── Material for this exercise
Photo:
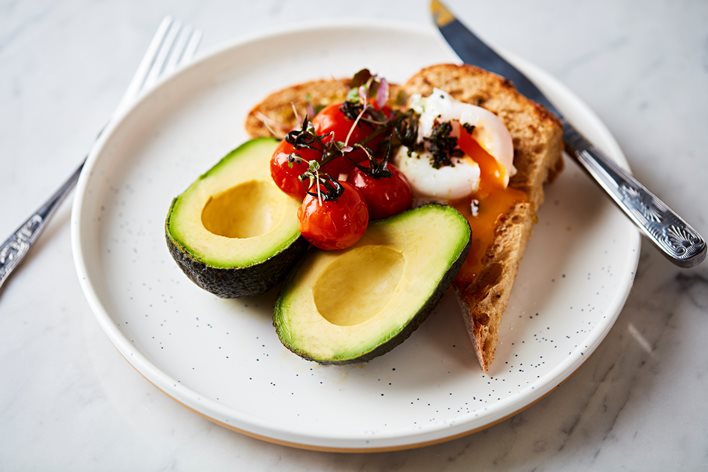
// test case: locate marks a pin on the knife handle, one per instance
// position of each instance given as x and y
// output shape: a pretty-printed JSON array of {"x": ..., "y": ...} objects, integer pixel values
[{"x": 675, "y": 238}]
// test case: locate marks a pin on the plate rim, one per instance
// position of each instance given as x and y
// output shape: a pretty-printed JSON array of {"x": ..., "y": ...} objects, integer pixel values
────
### Task to complete
Where the line holding "handle, one per instance" appears in the listing above, start reproducing exactly, and end with the line holding "rim, one per instance".

### Written response
// test case: locate marks a pin on the knife handle, one per instance
// position of each instance given as x and y
// output shape: a pretty-printed JSON array of {"x": ..., "y": ...} objects, integer pixel values
[{"x": 675, "y": 238}]
// test case: locate marks a pin on the plate rim, one per instance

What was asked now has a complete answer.